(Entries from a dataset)
::::
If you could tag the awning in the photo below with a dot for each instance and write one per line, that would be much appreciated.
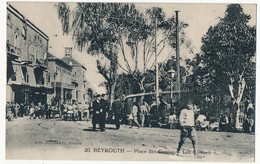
(31, 76)
(17, 72)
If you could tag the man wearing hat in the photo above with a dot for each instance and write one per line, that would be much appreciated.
(103, 111)
(187, 124)
(96, 112)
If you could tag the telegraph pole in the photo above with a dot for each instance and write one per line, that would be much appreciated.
(156, 65)
(178, 57)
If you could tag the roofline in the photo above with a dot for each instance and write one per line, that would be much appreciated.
(22, 18)
(59, 60)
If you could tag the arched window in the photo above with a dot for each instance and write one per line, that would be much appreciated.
(8, 19)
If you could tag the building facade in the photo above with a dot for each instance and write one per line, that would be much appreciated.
(60, 77)
(26, 48)
(79, 93)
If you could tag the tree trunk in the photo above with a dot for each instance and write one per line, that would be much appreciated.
(112, 95)
(241, 88)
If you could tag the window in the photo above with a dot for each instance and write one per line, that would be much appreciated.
(77, 94)
(8, 20)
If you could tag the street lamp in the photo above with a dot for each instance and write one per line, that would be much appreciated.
(172, 73)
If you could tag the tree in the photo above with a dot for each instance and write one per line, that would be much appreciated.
(227, 52)
(119, 34)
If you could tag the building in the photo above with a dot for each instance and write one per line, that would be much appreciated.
(60, 77)
(79, 94)
(27, 48)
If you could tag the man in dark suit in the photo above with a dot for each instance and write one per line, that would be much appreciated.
(96, 112)
(103, 111)
(117, 108)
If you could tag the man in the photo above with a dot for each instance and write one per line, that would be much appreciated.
(116, 109)
(162, 110)
(96, 113)
(153, 113)
(16, 110)
(103, 111)
(134, 115)
(233, 107)
(250, 115)
(188, 130)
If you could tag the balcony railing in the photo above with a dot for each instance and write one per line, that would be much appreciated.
(12, 51)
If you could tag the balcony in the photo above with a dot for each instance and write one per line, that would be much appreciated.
(12, 51)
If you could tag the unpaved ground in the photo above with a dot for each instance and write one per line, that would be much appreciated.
(55, 139)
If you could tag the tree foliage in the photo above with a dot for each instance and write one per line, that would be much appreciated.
(226, 62)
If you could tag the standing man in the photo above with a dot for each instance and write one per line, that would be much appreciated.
(187, 124)
(250, 115)
(116, 109)
(103, 111)
(233, 107)
(135, 115)
(96, 113)
(16, 110)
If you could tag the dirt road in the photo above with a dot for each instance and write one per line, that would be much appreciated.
(55, 139)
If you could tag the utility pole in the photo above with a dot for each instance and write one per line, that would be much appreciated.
(178, 57)
(156, 65)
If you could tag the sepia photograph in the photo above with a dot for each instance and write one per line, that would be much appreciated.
(130, 81)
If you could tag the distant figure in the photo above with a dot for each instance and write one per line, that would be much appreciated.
(250, 116)
(32, 111)
(103, 111)
(162, 110)
(117, 110)
(202, 122)
(224, 122)
(16, 109)
(233, 107)
(153, 113)
(143, 112)
(188, 130)
(96, 113)
(134, 115)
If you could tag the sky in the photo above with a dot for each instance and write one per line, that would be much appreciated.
(198, 16)
(43, 15)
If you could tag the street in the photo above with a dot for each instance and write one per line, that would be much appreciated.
(56, 139)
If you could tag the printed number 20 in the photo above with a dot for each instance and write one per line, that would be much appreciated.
(86, 149)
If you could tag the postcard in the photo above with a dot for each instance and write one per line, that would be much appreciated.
(130, 81)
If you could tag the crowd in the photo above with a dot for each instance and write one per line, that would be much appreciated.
(132, 114)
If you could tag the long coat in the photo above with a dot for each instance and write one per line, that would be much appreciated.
(96, 111)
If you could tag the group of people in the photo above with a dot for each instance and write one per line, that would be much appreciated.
(34, 110)
(75, 111)
(228, 117)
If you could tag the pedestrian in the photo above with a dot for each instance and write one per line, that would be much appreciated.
(16, 109)
(70, 112)
(21, 111)
(9, 113)
(116, 109)
(103, 111)
(75, 111)
(48, 111)
(96, 118)
(187, 123)
(153, 113)
(32, 111)
(134, 114)
(65, 112)
(162, 110)
(224, 122)
(80, 111)
(143, 112)
(233, 113)
(86, 112)
(250, 115)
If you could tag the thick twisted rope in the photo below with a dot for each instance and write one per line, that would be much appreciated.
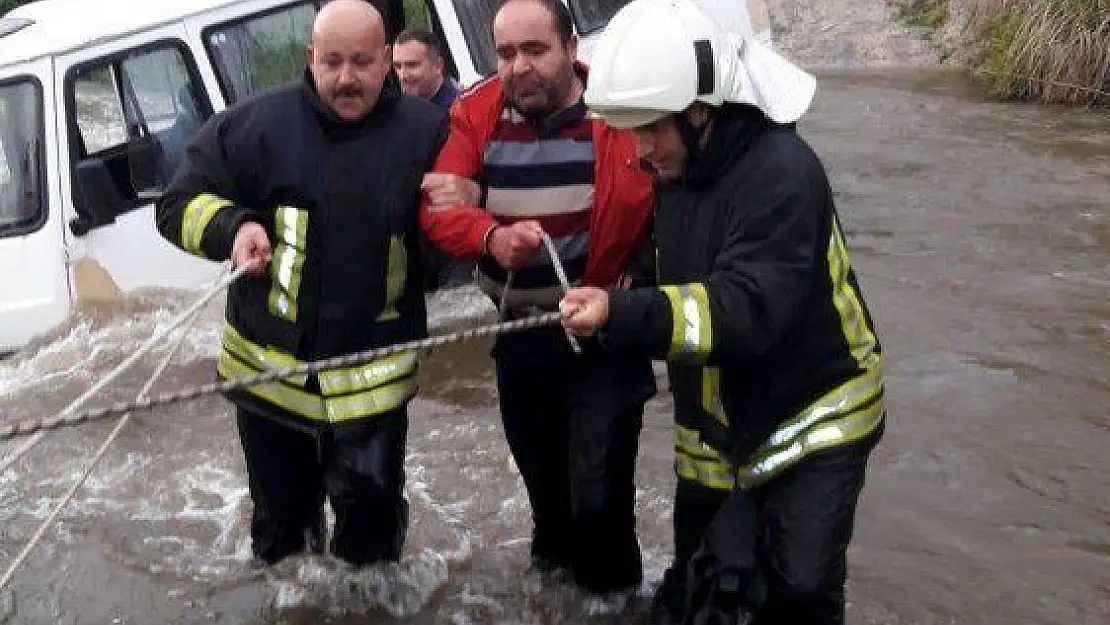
(67, 420)
(158, 339)
(96, 459)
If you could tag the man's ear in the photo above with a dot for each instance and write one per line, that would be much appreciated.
(698, 113)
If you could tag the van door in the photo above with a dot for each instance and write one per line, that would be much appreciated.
(131, 106)
(34, 293)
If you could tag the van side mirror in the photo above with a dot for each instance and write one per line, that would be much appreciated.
(147, 163)
(96, 197)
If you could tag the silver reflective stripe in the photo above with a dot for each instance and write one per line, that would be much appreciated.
(291, 225)
(692, 326)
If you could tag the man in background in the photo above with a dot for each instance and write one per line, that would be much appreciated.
(419, 62)
(417, 59)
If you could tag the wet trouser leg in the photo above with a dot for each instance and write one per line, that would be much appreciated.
(606, 410)
(284, 475)
(807, 522)
(780, 551)
(530, 372)
(364, 477)
(695, 507)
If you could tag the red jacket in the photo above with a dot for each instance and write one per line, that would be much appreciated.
(619, 221)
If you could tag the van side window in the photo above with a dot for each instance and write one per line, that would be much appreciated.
(22, 205)
(475, 17)
(260, 51)
(132, 114)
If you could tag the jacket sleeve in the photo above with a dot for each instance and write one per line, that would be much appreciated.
(461, 230)
(199, 211)
(759, 283)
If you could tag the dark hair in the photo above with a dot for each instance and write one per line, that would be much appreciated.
(561, 14)
(421, 36)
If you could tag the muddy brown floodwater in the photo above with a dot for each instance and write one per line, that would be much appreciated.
(980, 233)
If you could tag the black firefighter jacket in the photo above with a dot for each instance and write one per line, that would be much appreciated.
(339, 202)
(770, 346)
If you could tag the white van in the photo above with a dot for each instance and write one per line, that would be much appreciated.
(98, 102)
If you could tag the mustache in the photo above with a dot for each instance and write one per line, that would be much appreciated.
(349, 91)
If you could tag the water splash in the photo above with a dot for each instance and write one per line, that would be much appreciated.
(328, 584)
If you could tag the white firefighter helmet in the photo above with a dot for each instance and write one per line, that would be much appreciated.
(658, 57)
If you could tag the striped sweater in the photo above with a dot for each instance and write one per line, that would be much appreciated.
(543, 171)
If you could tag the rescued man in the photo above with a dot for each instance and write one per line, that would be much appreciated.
(523, 159)
(773, 356)
(315, 188)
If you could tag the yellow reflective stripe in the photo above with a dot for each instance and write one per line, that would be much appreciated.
(860, 339)
(395, 272)
(291, 227)
(369, 375)
(195, 218)
(845, 399)
(692, 326)
(827, 434)
(298, 402)
(376, 401)
(710, 474)
(393, 379)
(688, 442)
(261, 359)
(846, 414)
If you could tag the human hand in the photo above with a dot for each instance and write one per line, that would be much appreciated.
(447, 190)
(586, 310)
(513, 245)
(251, 248)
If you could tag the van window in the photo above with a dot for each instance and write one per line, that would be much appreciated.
(131, 117)
(475, 17)
(593, 14)
(260, 51)
(21, 157)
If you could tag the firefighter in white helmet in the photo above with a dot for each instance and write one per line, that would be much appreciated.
(774, 361)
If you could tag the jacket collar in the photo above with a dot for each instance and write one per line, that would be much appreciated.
(734, 129)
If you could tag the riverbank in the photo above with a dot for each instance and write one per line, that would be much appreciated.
(1053, 51)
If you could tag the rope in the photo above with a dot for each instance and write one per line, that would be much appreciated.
(97, 457)
(153, 341)
(559, 272)
(67, 420)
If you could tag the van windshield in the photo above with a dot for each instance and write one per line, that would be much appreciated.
(261, 50)
(593, 14)
(20, 157)
(475, 17)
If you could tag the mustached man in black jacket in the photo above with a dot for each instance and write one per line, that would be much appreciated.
(316, 187)
(774, 361)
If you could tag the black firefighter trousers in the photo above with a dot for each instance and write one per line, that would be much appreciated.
(573, 425)
(777, 553)
(357, 465)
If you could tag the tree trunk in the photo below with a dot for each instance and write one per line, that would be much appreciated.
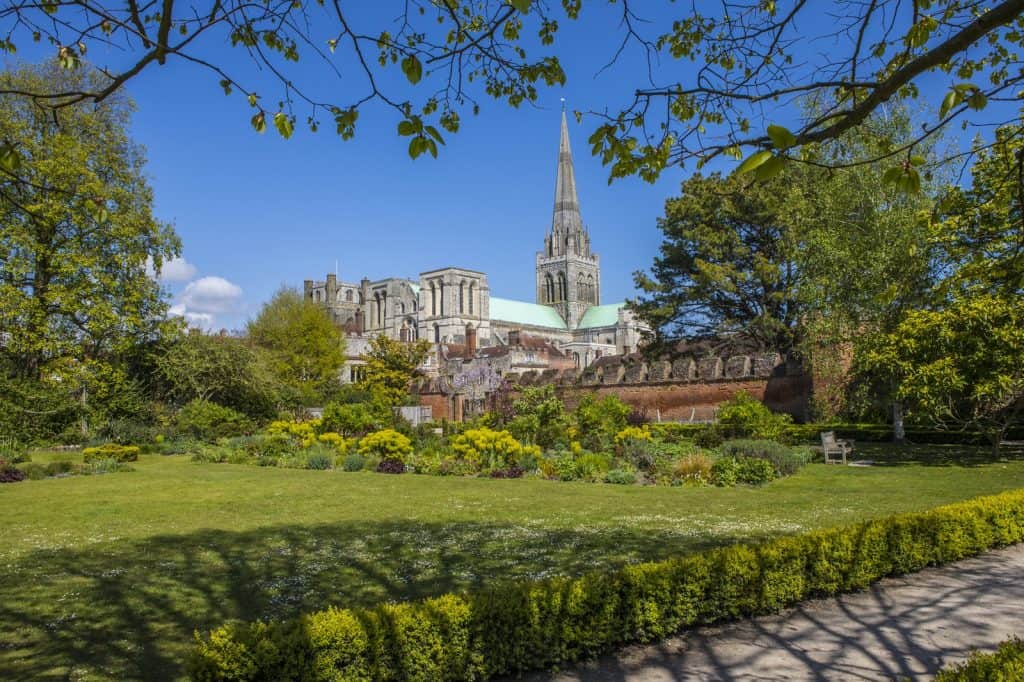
(899, 432)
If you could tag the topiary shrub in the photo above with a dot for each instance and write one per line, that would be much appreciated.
(353, 462)
(209, 421)
(111, 451)
(387, 444)
(621, 477)
(747, 417)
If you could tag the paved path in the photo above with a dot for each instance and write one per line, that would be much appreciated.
(900, 628)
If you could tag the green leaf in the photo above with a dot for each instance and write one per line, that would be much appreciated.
(259, 122)
(770, 168)
(753, 162)
(412, 68)
(780, 137)
(283, 123)
(10, 160)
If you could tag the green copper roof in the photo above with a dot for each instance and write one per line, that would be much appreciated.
(601, 315)
(521, 312)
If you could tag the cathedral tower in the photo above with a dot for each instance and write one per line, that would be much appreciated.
(568, 275)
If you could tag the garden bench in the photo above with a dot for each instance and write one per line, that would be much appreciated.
(835, 450)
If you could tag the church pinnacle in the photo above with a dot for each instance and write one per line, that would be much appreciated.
(567, 233)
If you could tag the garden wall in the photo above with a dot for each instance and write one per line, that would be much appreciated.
(685, 389)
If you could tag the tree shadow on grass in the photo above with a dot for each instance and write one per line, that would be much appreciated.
(128, 609)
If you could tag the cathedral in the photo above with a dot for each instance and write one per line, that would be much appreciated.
(566, 326)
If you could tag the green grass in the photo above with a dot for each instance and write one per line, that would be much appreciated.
(108, 577)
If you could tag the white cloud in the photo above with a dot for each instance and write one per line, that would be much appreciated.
(205, 298)
(177, 269)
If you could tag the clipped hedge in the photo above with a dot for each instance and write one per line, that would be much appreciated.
(1005, 665)
(532, 625)
(111, 451)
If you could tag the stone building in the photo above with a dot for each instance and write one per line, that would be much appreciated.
(453, 306)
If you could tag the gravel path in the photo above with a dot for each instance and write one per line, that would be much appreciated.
(903, 628)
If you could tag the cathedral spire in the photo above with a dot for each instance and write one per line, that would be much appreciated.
(566, 222)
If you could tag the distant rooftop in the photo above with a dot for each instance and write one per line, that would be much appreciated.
(521, 312)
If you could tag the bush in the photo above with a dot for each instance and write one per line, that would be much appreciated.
(786, 461)
(1006, 664)
(747, 417)
(34, 471)
(209, 421)
(753, 471)
(621, 477)
(10, 473)
(387, 444)
(320, 461)
(516, 627)
(353, 462)
(486, 449)
(694, 469)
(111, 451)
(390, 466)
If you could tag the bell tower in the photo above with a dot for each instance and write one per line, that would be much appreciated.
(568, 274)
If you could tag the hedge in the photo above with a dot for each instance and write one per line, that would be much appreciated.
(516, 627)
(1006, 664)
(111, 451)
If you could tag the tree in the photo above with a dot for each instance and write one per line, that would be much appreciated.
(306, 350)
(77, 232)
(218, 369)
(743, 65)
(960, 367)
(390, 367)
(728, 263)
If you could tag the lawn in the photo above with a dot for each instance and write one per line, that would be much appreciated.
(108, 577)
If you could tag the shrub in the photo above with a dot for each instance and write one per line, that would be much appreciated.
(754, 471)
(111, 451)
(511, 472)
(9, 473)
(515, 627)
(353, 462)
(744, 416)
(320, 461)
(592, 466)
(621, 477)
(695, 469)
(59, 468)
(1006, 664)
(103, 467)
(390, 466)
(486, 449)
(209, 421)
(786, 461)
(387, 444)
(724, 472)
(34, 471)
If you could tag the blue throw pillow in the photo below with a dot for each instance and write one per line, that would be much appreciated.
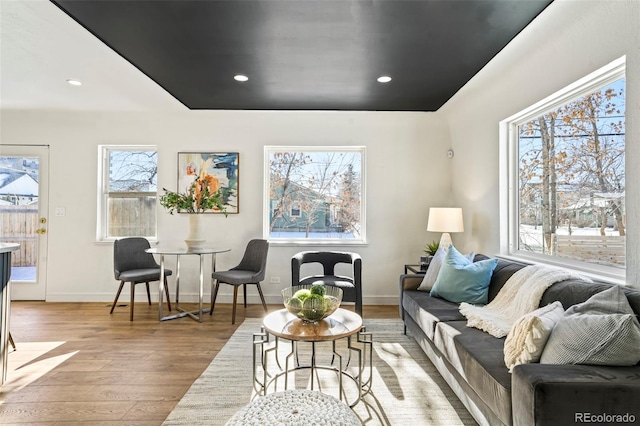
(461, 280)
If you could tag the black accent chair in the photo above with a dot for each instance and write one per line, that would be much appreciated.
(251, 270)
(132, 264)
(351, 286)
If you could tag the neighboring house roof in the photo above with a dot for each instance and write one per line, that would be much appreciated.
(17, 183)
(599, 199)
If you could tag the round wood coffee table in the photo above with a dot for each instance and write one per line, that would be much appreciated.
(342, 324)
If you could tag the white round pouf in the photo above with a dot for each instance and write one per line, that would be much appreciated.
(296, 407)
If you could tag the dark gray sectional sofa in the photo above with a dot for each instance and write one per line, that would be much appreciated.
(472, 362)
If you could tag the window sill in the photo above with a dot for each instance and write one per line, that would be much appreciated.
(595, 272)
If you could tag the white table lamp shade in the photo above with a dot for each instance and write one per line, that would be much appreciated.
::::
## PROBLEM DESCRIPTION
The line that contains "If you could tag the blue" opens the part to copy, and the last line of the records closes it; set down those lines exactly, pictures excluded.

## ANSWER TO THE PROBLEM
If you could tag the blue throw pillow in the photo below with a dot for each instance and write one per line, that would be much appreciated.
(461, 280)
If you could tag the black accent chair in the photo above with a dot for each instance and write one per line, that would be much appreciated.
(251, 270)
(132, 264)
(351, 286)
If you could tag the neighboring house roof in the photo above with a dot for each instance and write one per line, that would be much appreciated.
(17, 183)
(599, 199)
If you could tag the round wood coffee table in the photo above with a dot for each instance and write one per line, that would be much appreciated.
(342, 324)
If you could tag the white round pouf in the photo above with a dot for each instance and write one per line, that would be much appreciated.
(296, 407)
If you could tag the dark gray sectional sofa in the photo above with a dot for each instance and write one per line, that would be much appreciated.
(472, 362)
If you could tag the window sill in the photo above with a dot for each instance and write one per line, that would be much appreciated.
(595, 272)
If you could tag the white table lamp shade in the photo above with a dot for each instance and write one per line, that would be much appreciated.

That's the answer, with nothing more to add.